(Excerpted passage Opens)

A large regional hospital in Ghana saw a reduction in maternal and infant deaths after continuous quality improvement (QI) initiatives were put into place through a collaborative partnership.
New research from lead author Medge Owen, M.D., a professor of obstetrical anesthesiology at Wake Forest Baptist Medical Center, outlines how QI initiatives that demonstrate best practices and care can increase overall survival rates for mothers and their children. The study appears in this month's issue of the International Journal of Gynecology and Obstetrics.
Owen is the founder of Kybele, a non-profit 501(c)3 humanitarian organization dedicated to improving childbirth safety worldwide through educational partnerships. Kybele brings professional medical teams into host countries, to work alongside doctors and nurses in their home hospitals, to improve health care standards. Kybele partnered in 2007 with the Ghana Health Service to analyze systems and patient care processes at a regional hospital in Accra, Ghana, and to establish "obstetric centers of excellence" to reduce maternal and neonatal deaths.

(Excerpted passage Closes)

# What you should do
Continue the article on the hospital partnership in Ghana from its last sentence.

(Dataset excerpts Opens)

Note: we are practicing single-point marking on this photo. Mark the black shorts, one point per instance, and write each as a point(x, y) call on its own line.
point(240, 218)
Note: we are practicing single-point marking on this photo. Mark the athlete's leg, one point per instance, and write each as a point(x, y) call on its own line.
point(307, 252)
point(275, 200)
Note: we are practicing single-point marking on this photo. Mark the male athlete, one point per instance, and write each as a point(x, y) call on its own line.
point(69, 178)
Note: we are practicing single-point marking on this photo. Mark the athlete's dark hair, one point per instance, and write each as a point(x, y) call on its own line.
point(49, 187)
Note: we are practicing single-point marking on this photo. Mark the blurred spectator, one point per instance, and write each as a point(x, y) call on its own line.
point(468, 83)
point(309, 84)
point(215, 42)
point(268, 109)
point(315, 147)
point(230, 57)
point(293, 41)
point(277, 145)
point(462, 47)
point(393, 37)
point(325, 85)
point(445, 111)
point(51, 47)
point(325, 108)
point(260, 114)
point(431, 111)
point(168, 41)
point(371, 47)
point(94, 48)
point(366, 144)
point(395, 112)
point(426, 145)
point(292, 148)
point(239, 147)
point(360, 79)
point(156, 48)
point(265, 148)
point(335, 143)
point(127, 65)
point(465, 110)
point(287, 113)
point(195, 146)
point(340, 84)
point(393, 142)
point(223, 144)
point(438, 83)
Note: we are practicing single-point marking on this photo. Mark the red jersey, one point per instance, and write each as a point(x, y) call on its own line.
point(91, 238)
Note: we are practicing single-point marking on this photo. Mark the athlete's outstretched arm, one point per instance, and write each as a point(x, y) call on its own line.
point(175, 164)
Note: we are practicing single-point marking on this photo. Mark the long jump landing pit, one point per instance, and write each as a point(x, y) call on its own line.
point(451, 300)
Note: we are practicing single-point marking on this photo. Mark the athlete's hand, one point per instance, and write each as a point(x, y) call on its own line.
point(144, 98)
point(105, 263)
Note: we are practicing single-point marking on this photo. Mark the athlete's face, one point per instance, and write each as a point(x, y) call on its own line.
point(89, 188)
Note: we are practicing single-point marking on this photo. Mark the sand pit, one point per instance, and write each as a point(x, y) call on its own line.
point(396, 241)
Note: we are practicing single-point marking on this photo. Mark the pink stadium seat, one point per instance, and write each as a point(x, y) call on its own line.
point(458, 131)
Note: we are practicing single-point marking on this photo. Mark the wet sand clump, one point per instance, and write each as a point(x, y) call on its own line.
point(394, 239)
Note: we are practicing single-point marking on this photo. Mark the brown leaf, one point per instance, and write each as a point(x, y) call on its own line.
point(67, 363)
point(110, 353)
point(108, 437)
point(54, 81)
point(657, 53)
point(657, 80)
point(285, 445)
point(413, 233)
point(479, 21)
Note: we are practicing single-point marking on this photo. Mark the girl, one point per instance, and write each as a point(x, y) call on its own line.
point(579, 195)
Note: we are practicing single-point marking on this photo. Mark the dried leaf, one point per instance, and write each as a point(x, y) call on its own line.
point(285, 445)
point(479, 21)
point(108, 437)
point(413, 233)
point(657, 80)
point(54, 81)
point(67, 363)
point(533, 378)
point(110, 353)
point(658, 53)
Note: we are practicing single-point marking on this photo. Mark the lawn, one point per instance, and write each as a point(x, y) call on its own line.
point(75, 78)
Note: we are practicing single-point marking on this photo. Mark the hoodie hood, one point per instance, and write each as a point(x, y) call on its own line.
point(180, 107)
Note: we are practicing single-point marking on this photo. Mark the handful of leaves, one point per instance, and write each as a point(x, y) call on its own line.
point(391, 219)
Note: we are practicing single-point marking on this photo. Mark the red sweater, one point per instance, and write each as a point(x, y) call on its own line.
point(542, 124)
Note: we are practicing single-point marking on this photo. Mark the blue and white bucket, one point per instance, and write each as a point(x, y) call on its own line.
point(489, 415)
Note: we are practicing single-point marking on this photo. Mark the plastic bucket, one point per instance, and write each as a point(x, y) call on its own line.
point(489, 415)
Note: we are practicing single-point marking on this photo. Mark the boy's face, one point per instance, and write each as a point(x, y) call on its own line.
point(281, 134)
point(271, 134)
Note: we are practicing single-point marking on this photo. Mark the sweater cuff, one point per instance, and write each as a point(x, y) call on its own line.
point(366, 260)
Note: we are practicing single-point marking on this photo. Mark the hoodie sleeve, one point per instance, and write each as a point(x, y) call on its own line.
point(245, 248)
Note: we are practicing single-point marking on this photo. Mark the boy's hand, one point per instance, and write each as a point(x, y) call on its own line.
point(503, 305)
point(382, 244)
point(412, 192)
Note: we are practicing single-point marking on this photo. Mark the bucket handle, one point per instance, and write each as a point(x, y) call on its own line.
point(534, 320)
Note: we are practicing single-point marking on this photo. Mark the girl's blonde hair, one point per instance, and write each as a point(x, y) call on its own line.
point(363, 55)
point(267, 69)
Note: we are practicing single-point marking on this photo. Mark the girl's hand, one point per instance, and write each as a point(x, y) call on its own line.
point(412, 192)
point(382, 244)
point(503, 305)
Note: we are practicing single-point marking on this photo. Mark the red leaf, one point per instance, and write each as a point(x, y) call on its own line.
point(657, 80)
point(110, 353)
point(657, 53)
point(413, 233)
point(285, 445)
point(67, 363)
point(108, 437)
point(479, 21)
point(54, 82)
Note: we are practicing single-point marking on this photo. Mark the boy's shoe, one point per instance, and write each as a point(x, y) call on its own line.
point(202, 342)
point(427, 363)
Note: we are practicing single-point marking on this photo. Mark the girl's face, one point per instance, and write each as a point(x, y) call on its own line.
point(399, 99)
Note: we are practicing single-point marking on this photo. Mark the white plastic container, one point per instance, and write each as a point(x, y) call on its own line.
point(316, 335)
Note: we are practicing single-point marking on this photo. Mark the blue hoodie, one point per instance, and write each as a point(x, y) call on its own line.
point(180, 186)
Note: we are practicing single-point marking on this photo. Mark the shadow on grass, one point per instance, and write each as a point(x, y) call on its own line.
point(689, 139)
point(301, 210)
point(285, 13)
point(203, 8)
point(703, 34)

(Dataset excerpts Closes)

# Task response
Owen said that childbirth claims more than 350,000 lives per year, many of which occur in Africa and Asia. "Maternal mortality is a major global health problem and reducing it is one of the United Nation's eight millennium development goals."
Owen, who also serves as the director of Maternal and Infant Global Health Program at Wake Forest Baptist, said, "Maternal and infant mortality are basic health indicators that reflect the adequacy of a health care system and remains an unrelenting challenge in Africa. A recent mortality survey found that 60 percent of maternal deaths in Accra, Ghana, occurred within hospitals."
An improvement model that focused on key areas such as leadership, low staff morale and motivation, staff knowledge and training levels, patient flow and ineffective triage, and lack of basic equipment and supplies was put into place. Owen said that a foundational element of the Kybele-GHS system is frequent, brief, and intensive visits by an interdisciplinary team for immersive coaching and mentoring.
As a result of the partnership, a 34 percent reduction in maternal mortality and a 36 percent reduction in stillbirth occurred between 2007 and 2009. Owen said these reductions occurred despite a 36 percent increase in patient volume and an increased prevalence of obstetric complications, without an increase in staff.
"Although significant progress has been made, many challenges remain," Owen said. "There is no single intervention that can markedly improve maternal and perinatal care in Africa."
Owen said that sustainable improvements are possible but must be comprehensive and result from a "unified vision" shared by the local hospitals and the intervention teams.